DIRECTIONS FOR THIS TASK: Turn the part of the stored records below that begins with the line containing "sky in the picture below" and ends with the line containing "<point>92,43</point>" into a Markdown table with columns Row and Line, one row per line and blank lines skipped. Leave the pictures out of the table.

[Stored records]
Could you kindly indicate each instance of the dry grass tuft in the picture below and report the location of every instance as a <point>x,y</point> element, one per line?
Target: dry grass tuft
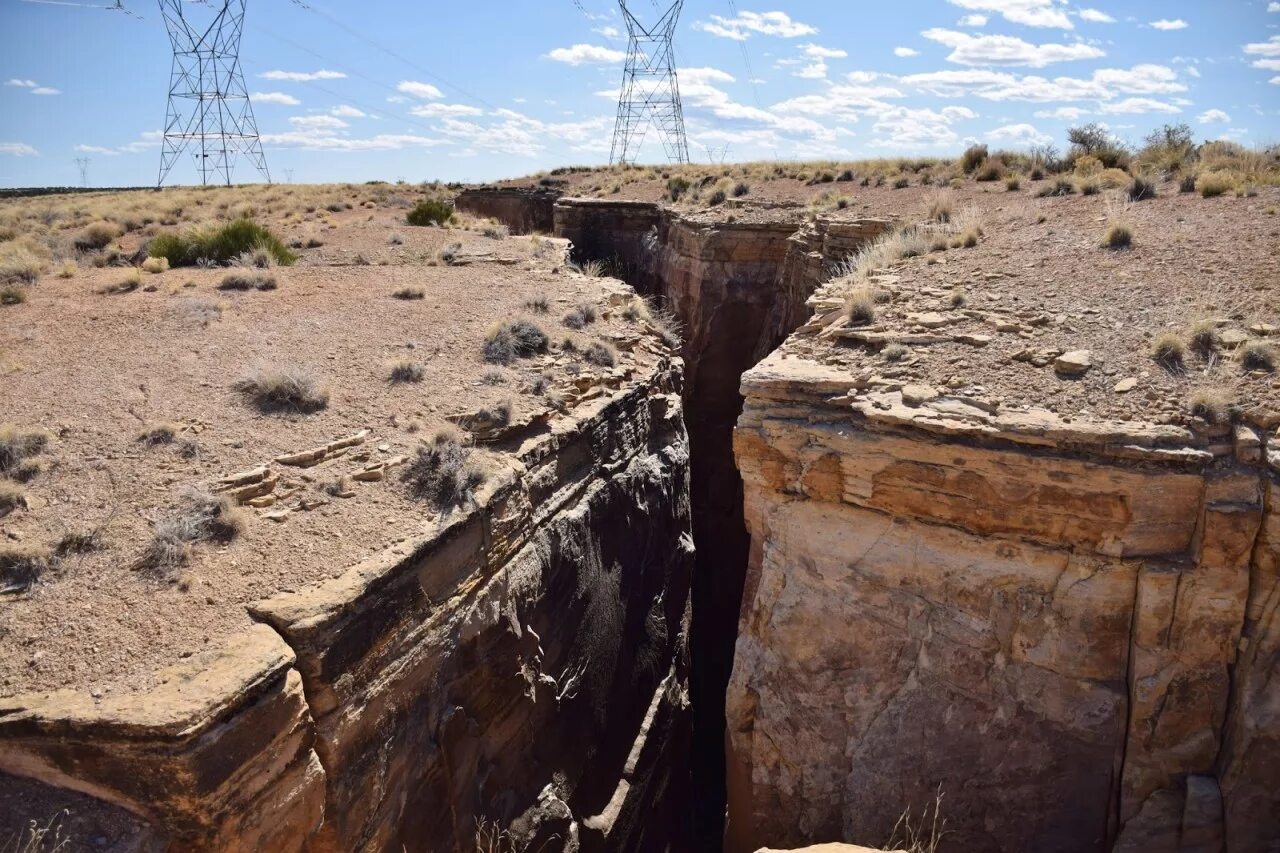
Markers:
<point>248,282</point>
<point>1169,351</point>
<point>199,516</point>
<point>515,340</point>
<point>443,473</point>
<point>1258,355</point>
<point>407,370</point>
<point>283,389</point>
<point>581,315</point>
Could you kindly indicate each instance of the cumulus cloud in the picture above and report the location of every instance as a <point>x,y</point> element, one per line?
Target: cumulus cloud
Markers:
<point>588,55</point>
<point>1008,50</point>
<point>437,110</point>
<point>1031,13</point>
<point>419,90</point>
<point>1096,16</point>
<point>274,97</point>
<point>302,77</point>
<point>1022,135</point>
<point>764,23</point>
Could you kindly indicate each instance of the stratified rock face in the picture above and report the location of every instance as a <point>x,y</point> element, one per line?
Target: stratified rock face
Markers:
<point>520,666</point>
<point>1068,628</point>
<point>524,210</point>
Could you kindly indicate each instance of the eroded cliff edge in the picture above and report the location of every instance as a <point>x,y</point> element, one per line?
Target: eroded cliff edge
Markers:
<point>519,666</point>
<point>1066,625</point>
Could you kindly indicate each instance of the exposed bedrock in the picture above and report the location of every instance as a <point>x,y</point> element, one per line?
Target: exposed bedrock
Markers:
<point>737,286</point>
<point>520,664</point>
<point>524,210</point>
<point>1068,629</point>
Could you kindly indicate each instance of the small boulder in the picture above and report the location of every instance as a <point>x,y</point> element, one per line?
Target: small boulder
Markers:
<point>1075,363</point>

...

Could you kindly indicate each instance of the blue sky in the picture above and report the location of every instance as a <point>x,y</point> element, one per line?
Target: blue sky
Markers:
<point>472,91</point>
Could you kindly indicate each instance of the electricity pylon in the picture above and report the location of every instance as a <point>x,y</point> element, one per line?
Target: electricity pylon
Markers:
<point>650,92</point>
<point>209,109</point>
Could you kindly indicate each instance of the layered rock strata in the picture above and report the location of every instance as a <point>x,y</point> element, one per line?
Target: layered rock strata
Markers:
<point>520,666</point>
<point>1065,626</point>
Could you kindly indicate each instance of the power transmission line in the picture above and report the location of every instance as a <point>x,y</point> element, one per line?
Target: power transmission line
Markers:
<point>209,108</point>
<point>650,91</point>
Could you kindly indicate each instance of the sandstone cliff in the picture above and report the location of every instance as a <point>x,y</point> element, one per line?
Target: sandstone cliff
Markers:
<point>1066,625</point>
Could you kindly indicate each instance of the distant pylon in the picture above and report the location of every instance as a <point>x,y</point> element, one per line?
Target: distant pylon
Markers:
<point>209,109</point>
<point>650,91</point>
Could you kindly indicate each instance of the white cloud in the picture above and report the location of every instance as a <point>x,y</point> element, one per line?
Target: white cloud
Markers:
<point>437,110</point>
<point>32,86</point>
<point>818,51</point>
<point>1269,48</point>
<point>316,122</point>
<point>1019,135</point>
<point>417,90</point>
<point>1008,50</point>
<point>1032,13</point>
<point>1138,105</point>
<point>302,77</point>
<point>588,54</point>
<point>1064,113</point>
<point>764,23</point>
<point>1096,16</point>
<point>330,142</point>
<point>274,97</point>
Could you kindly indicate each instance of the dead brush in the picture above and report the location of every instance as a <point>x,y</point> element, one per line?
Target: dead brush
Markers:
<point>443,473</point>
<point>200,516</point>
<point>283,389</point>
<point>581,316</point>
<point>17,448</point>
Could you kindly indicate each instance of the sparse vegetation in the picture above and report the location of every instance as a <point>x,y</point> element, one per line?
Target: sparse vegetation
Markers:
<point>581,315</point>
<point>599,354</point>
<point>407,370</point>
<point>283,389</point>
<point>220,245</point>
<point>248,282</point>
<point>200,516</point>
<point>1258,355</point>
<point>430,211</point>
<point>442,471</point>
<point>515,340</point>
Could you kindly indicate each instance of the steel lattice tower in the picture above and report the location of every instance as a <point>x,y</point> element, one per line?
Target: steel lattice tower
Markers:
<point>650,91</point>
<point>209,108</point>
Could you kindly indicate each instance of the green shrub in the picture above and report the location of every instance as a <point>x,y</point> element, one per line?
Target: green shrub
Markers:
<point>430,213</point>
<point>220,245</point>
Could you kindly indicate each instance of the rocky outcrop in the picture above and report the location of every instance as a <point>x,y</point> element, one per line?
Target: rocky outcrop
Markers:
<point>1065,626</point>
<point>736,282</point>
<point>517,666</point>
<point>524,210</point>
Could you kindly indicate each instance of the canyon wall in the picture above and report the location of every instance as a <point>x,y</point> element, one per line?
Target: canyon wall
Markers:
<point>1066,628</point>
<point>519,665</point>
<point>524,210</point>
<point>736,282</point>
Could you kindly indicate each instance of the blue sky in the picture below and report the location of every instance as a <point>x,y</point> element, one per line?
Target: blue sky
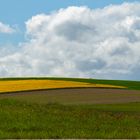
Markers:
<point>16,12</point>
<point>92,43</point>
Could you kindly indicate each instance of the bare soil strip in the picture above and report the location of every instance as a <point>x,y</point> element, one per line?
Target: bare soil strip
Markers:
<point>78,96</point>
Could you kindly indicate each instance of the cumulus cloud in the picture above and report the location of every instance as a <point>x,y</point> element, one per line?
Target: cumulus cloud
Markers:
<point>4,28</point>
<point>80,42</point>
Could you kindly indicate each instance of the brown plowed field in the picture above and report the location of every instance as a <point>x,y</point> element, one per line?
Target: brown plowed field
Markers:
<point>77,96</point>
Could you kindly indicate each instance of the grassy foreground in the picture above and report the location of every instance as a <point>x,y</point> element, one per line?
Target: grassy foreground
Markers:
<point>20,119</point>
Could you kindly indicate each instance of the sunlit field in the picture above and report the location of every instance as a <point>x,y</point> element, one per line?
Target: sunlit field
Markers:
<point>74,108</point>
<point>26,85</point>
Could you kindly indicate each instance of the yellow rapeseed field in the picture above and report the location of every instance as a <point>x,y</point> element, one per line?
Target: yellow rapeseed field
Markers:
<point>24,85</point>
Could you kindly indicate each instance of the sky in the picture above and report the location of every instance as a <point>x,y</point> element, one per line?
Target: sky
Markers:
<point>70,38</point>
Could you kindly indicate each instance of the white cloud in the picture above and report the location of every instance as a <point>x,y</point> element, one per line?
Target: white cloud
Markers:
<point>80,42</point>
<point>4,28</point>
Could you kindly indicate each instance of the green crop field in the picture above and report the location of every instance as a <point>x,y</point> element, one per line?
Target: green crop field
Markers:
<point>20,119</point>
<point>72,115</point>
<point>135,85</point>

* * *

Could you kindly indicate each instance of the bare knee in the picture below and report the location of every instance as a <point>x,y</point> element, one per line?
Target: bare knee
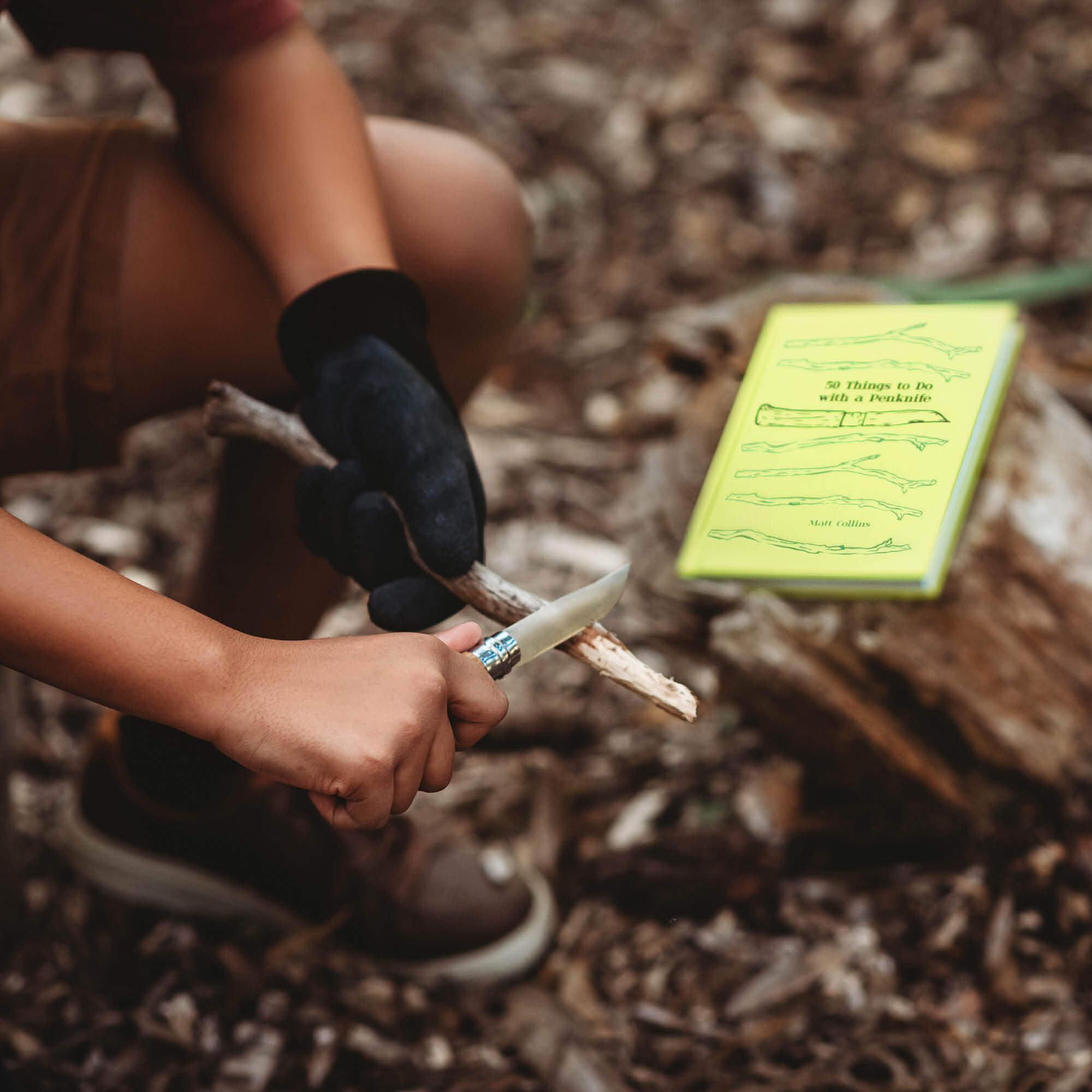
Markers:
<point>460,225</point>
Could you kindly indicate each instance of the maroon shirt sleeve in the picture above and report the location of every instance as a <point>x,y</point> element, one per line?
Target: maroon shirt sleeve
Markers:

TASK SOLUTION:
| Row | Line |
|---|---|
| 1 | Could you kindly indicate each instance of the blue sky in the picture below and report the location of every instance as a <point>x,y</point> element, one per line? |
| 2 | Target: blue sky |
| 3 | Markers: |
| 4 | <point>16,12</point> |
| 5 | <point>92,43</point> |